§ PASSAGE PROVIDED
== Segment start ==
A woman poll worker was yelled at by a police officer at a Cedar Lake polling location after she asked him to conceal his “TRUMP Make America Great Again” T-shirt, according to an election complaint.
The Lake County Board of Elections and Registration will review two election complaints in which voters refused to remove or cover clothing with President Donald Trump’s name or Make America Great Again.
Madison Jostes said she saw Jason Allande wearing a “Trump Make America Great Again” shirt at the Knights of Columbus polling location in Cedar Lake. Jostes asked him to go to the bathroom to turn the shirt inside out or to go to his car for a jacket to cover the shirt.
Jostes, who filed a written complaint, said Allande told her “I’m not doing that” and continued to look at his phone. Jostes explained that because Trump was on the ballot his political attire couldn’t be worn inside the polling location.
Jostes told Allande that he would have his voice heard when he cast his ballot. Allande raised his voice and said, “What are you gonna do about it?”
When Jostes told her she would call the police and county officials, Allande said “Go ahead, call the police. I am the police.” Allande took out his Cedar Lake police badge and “shoved it in (her) face,” Jostes said.
Ultimately, another inspector came over and was able to convince Allande to flip his shirt inside out “because she’s his neighbor,” according to the complaint.
The board voted to defer the complaint to its March meeting because Jostes and Allande didn’t attend Tuesday’s meeting. Allande did not immediately respond to requests for comment.
Jostes couldn’t attend Tuesday’s meeting, but Jeff Biel, the Cedar Lake and Hanover Township Democratic party chair, went on her behalf. Biel told the board Tuesday it’s unfortunate that Jostes had to go through this.
Mary Joan Dickson told the board Tuesday that she’s been a poll worker in Cedar Lake for more than 50 years and has encouraged younger people to work the polls.
“What I am asking you now is to make sure that they feel safe and protected when they’re working the polls,” Dickson said.
Dickson was working at a different polling location on Election Day but she received many calls about what happened to Jostes, she said. Jostes has been a poll worker since she was 17 years old and is very professional, Dickson said.
“I believe in all my heart that she did 100% what she needed to do and she was threatened. I really hope that you’ll take care of that situation. I don’t want to ask one of the youth of our community to come back to work the polls and be a victim of that – ever,” Dickson said.
Poll workers from the Schererville early voting site filed a complaint against Martin Sorice for wearing clothing supporting Trump to the polling location.
Sorice did not attend the meeting and he didn’t immediately respond to requests for comment.
Susan Greenberg, a poll worker, told the board Tuesday that she and another worker saw Sorice inside the polling place wearing a Trump sweatshirt. When a poll worker approached him to tell him to either take off the sweater or turn it inside out, Greenberg said Sorice became “belligerent.”
In the complaint, the workers stated Sorice “wanted it in writing that per the Bill of Rights he was being violated by being asked not to wear” the sweatshirt. He kept demanding every poll worker write their names on a piece of paper for him, according to the complaint, and they gave him contact information for the Lake County Board of Elections and Registration Board.
== Segment end ==
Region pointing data
== Segment start ==
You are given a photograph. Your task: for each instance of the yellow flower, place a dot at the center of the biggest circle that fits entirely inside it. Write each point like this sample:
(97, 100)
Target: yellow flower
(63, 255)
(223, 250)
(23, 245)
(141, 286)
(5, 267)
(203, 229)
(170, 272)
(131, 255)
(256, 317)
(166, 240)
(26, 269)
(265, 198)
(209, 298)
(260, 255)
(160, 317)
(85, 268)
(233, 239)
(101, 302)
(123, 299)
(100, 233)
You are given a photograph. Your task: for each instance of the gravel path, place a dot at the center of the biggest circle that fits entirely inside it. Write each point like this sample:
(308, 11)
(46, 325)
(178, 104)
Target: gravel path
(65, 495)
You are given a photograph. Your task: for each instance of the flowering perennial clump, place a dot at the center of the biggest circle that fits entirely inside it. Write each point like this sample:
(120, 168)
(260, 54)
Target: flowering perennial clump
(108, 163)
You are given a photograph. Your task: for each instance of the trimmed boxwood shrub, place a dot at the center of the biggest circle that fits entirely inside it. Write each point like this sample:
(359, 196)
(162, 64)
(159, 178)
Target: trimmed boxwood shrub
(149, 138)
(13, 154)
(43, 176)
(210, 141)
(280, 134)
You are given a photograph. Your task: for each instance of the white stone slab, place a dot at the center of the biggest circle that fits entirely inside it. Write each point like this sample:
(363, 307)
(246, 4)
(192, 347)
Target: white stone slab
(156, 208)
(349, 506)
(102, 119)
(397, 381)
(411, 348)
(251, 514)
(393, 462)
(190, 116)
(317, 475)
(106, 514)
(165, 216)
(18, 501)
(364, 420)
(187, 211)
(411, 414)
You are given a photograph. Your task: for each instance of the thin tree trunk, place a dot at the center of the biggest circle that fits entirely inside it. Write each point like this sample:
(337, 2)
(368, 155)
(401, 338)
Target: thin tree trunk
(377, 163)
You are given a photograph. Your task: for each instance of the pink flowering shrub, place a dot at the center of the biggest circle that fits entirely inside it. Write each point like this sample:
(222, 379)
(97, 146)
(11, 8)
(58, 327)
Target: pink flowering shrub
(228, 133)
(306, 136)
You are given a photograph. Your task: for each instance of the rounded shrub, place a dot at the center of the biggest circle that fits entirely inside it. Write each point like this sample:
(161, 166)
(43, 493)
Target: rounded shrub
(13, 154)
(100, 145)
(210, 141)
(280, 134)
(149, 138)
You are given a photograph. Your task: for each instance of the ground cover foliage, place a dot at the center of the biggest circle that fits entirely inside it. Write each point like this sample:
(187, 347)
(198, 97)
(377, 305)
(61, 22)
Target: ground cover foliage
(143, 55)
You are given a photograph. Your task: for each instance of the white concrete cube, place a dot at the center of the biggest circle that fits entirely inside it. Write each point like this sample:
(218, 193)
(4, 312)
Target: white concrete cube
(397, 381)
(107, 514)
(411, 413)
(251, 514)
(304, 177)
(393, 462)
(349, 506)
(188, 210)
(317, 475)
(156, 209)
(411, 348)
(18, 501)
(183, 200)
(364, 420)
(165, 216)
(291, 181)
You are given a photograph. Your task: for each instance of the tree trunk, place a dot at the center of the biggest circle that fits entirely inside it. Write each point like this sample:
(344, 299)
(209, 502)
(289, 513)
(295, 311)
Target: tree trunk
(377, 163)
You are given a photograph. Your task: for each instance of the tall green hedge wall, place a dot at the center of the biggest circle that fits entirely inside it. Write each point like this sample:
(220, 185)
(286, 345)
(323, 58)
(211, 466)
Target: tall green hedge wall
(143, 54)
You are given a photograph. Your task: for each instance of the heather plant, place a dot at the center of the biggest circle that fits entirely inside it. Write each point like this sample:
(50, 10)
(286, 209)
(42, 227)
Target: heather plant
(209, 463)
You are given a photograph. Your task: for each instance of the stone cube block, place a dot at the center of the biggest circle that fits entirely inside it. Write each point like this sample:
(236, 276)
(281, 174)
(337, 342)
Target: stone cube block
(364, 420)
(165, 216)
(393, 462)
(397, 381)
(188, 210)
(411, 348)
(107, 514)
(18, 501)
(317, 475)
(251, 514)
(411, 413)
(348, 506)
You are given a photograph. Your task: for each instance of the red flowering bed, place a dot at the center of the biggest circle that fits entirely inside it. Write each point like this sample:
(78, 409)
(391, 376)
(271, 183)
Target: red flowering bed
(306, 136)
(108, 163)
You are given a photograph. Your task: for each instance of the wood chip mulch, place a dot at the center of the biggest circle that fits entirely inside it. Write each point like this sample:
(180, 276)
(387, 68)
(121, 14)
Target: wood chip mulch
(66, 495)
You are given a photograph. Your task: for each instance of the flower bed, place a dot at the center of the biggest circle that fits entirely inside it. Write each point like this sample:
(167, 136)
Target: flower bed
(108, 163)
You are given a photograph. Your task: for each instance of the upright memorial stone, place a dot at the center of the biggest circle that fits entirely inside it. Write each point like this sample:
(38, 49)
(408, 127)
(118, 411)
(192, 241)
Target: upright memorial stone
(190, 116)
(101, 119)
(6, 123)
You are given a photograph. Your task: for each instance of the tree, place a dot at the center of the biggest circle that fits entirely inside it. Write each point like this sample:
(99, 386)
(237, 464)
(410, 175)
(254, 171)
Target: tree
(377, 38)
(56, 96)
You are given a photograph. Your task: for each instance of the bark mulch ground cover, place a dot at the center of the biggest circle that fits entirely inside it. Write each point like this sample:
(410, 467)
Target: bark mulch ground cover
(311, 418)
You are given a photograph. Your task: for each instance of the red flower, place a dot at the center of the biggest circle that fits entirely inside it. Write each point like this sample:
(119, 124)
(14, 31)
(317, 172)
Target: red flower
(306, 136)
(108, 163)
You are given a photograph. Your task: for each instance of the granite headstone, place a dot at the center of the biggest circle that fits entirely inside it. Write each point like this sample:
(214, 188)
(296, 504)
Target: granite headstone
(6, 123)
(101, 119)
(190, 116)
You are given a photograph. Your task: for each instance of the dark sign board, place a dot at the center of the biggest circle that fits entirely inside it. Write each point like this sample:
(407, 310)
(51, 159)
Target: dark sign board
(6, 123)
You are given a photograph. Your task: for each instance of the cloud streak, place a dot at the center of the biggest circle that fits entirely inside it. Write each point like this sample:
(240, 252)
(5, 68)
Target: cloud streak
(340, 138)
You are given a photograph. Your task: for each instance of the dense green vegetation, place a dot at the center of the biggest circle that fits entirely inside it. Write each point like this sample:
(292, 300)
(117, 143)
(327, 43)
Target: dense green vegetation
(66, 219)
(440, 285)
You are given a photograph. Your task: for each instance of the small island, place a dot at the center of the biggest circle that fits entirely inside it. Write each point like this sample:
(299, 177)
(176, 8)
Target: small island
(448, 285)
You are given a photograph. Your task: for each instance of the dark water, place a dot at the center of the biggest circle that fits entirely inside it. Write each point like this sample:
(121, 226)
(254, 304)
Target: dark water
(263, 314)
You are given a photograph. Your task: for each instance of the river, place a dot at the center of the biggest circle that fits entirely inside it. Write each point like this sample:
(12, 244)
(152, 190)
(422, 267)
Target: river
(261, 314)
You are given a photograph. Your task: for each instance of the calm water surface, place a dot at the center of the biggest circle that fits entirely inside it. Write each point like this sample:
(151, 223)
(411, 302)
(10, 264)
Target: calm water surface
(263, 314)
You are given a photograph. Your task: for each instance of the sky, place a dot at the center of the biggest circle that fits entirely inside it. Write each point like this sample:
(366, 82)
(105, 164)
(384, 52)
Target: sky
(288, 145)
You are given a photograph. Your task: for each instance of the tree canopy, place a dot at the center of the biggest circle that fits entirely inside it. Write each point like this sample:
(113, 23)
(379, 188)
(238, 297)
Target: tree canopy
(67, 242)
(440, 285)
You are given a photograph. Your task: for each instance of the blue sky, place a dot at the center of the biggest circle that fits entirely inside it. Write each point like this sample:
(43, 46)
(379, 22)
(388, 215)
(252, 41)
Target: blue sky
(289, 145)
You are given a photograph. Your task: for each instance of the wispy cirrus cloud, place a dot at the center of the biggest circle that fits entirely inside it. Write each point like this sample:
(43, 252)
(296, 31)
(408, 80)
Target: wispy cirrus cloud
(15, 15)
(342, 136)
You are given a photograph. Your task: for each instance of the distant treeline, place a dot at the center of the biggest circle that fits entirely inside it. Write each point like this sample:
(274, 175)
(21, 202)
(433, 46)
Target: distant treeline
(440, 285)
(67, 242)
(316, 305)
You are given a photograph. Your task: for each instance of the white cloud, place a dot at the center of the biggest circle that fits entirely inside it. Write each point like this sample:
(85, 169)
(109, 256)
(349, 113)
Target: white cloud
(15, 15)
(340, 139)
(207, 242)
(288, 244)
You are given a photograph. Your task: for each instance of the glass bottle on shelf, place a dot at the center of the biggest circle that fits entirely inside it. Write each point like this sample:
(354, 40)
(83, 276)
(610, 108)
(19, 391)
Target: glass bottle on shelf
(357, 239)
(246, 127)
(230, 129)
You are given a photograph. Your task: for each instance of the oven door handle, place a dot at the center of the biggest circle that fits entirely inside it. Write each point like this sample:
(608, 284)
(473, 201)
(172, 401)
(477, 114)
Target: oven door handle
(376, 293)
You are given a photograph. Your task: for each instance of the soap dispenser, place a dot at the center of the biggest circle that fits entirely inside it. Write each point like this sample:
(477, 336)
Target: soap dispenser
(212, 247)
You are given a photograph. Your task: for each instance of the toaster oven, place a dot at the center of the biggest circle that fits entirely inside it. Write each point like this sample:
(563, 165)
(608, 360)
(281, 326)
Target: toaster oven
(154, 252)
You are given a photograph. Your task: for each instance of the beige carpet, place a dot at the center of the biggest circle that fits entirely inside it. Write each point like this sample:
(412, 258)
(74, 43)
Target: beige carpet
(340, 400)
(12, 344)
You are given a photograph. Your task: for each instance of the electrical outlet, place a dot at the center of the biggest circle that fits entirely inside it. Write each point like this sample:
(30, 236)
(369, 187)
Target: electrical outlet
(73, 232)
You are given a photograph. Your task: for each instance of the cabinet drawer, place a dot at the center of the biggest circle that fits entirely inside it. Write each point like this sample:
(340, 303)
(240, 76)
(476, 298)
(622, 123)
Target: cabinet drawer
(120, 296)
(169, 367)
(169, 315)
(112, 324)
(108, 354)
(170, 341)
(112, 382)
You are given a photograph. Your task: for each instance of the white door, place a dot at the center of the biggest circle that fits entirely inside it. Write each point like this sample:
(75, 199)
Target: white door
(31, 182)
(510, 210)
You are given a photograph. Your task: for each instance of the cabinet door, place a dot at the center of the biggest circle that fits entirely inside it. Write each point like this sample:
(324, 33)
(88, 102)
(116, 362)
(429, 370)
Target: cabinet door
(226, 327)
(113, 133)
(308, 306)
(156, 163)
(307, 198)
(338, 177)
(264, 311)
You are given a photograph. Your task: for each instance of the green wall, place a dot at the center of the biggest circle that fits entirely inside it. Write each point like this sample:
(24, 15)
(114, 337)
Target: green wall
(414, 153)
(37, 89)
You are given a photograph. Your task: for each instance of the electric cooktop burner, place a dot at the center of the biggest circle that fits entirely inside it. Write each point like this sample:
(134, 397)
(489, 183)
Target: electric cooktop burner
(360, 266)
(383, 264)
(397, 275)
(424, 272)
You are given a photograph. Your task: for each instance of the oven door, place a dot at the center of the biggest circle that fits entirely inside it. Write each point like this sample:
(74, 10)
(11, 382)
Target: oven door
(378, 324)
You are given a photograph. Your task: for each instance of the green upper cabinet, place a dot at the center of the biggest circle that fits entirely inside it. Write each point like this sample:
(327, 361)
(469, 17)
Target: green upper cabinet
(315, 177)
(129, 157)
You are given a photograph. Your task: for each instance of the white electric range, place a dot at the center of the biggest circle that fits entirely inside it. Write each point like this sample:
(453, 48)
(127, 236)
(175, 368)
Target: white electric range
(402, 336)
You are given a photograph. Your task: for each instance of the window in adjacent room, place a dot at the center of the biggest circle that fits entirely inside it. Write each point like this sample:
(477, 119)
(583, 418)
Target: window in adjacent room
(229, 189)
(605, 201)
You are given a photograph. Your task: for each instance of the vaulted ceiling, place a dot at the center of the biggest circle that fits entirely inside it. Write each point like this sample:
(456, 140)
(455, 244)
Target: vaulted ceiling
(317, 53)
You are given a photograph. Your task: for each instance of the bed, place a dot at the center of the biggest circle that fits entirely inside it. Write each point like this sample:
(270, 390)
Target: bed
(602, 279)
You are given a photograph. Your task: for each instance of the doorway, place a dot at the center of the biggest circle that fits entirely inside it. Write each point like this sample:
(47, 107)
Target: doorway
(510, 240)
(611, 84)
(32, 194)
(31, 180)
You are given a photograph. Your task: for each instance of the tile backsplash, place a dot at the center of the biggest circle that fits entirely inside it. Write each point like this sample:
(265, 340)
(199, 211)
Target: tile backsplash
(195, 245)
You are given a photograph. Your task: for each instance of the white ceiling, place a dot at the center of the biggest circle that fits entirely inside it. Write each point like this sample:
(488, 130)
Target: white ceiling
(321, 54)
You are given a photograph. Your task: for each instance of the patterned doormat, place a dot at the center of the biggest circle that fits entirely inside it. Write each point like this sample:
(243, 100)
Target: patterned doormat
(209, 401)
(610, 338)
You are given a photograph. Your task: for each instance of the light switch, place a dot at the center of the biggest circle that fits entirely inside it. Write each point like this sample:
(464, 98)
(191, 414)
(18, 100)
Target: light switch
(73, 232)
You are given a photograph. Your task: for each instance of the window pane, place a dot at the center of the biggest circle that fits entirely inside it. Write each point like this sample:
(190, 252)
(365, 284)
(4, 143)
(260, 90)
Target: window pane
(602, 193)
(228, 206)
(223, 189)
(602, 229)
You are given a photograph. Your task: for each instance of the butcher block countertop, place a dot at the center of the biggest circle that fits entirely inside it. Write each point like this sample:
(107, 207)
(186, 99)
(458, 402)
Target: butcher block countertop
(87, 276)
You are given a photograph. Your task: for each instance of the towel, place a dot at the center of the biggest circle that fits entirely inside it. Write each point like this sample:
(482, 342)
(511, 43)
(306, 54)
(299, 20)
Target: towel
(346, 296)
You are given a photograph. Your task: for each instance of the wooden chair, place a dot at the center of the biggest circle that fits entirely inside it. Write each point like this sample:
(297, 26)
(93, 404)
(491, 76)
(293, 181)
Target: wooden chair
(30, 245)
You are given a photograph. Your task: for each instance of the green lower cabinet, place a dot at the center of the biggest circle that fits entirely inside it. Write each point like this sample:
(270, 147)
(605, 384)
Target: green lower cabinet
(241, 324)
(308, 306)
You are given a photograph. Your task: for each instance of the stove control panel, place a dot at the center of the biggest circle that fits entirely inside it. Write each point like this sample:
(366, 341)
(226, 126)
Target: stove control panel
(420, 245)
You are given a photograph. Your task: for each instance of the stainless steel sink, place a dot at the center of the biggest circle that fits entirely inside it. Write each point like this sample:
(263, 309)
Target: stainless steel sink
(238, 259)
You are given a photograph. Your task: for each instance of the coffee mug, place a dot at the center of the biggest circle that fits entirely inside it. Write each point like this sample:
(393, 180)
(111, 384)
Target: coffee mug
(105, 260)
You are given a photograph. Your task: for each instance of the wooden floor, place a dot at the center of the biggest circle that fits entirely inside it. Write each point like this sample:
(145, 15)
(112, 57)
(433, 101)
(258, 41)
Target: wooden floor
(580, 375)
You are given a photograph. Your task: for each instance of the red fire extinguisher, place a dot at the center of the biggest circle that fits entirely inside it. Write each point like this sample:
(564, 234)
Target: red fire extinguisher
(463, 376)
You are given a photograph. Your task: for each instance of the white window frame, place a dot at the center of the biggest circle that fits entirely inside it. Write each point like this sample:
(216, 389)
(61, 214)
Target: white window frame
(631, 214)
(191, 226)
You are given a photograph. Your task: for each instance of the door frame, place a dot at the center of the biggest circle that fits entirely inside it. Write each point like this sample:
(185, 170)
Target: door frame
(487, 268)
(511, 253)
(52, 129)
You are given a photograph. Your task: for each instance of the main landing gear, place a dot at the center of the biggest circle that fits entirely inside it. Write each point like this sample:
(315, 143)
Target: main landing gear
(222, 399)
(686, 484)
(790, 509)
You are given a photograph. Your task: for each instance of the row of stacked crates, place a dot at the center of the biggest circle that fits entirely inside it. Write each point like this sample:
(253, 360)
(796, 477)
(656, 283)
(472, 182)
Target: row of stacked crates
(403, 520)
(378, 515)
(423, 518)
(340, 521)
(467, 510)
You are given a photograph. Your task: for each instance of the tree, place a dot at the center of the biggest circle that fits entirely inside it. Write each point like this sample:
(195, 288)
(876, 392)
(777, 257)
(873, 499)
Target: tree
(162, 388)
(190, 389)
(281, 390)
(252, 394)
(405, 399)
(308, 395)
== Segment end ==
§ TASK INSTRUCTIONS
(a) Answer these questions using the article on the Lake County election complaints:
(i) At which polling location in Cedar Lake did Madison Jostes see Jason Allande?
(ii) To which meeting did the board defer the Jostes complaint?
(iii) What item of clothing did poll workers say Martin Sorice wore inside the polling place?
(b) Please write the next part of the article on the Lake County election complaints, starting after its last sentence.
This material is separate from the article on the Lake County election complaints.

§ EXERCISE RESULTS
(a)
(i) The Knights of Columbus
(ii) Its March meeting
(iii) A Trump sweatshirt

(b)
“He didn’t like it. He was loud, obnoxious,” Greenberg said. “He kept saying over and over again it’s his right to vote and he’s going to vote.”
Greenberg said after a few minutes, she went outside to get the chute sign that lists the rules for voters to follow. She showed him the rule that states he couldn’t wear political attire into a polling place.
Sorice kept getting louder, Greenberg said, and that’s when police were called. While Sorice “gave them some lip” he ultimately listened to the police officers and turned his sweater inside out, she said.
The officers walked with Sorice through the polling place, waited on the other side of the machine as he cast a ballot and then escorted him out, Greenberg said.
Darnell Carter, who was working the poll pad at the time, told the board Tuesday that what she witnessed was police officers calming Sorice down, Sorice turning his sweater inside out before voting and police officers remaining on scene until he left.
“He didn’t physically do anything, but he was belligerent and he scared all the people around him,” Carter said. “We had to contain the situation.”
One of the police officers asked Greenberg to explain what occurred, she said. Greenberg told the officer that while in line in the polling location, people can’t wear political attire, she said, and showed him the sign posting the rule.
“He said, ‘I don’t agree with that.’ That really made me angry,” Greenberg said.
Another poll worker called the police chief about what the officer said, Carter said. The officer came back to apologize to the poll workers, Greenberg said, but he didn’t apologize to her.
Board chairman Kevin Smith said the situation was resolved that day and doesn’t seem to rise to the level of an election law violation.
“It sounds like overall you guys did a great job trying to explain the rules to everybody,” Smith said.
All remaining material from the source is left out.